Input material:

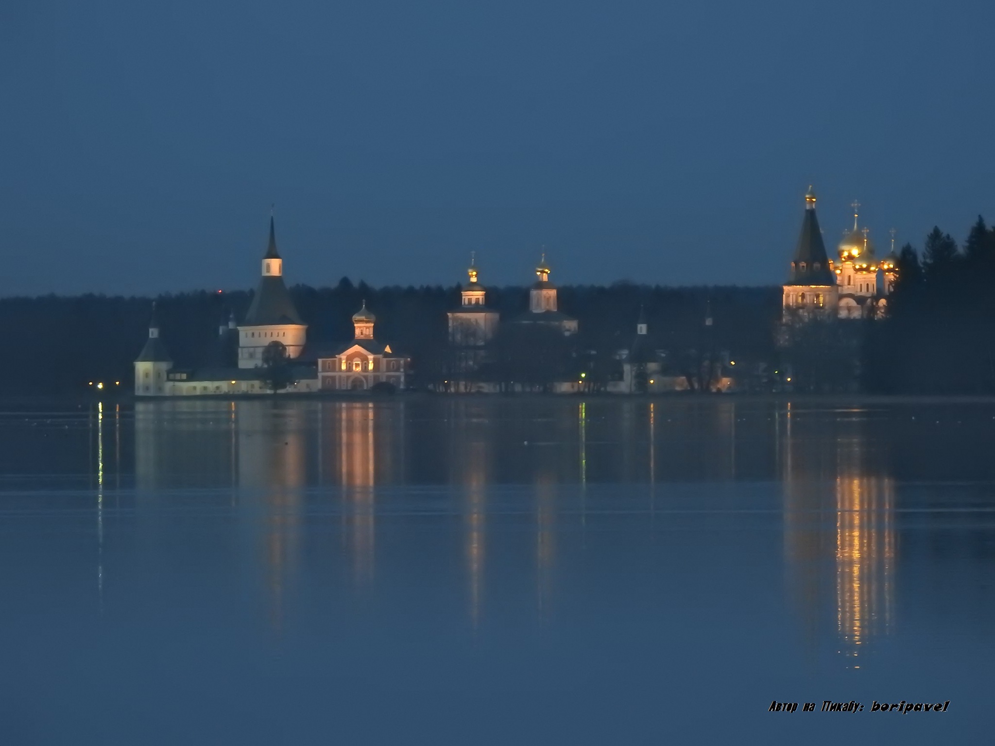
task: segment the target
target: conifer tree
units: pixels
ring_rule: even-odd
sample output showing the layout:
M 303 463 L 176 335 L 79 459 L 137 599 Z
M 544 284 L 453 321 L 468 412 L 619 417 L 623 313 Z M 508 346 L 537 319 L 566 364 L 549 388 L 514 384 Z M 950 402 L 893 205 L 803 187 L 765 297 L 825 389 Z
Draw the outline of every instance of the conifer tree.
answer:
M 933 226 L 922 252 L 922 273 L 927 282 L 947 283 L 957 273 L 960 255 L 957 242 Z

...

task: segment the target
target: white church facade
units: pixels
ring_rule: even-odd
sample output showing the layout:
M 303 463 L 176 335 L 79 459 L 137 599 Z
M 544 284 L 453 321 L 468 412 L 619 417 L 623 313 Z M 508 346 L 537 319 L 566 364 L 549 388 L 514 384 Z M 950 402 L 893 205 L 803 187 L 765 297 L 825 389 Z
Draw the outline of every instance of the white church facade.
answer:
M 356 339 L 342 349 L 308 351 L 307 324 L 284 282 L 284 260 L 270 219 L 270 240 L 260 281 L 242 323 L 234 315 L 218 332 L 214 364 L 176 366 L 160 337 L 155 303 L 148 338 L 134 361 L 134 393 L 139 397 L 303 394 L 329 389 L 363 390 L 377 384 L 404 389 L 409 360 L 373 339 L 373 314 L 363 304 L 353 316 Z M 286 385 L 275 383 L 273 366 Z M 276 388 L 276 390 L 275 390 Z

==

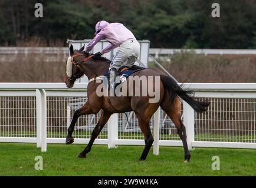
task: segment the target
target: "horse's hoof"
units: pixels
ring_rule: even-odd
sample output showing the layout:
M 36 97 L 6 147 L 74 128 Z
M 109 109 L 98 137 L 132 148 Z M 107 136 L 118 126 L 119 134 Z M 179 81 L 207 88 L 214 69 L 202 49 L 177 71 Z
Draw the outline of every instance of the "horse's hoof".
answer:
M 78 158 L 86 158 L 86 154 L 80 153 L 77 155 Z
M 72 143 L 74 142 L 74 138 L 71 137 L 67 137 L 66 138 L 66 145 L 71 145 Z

Task details: Tally the lines in the items above that contain the string "hoof", treating uppercase and lowercase as different. Reply with the number alone.

Expected output: 2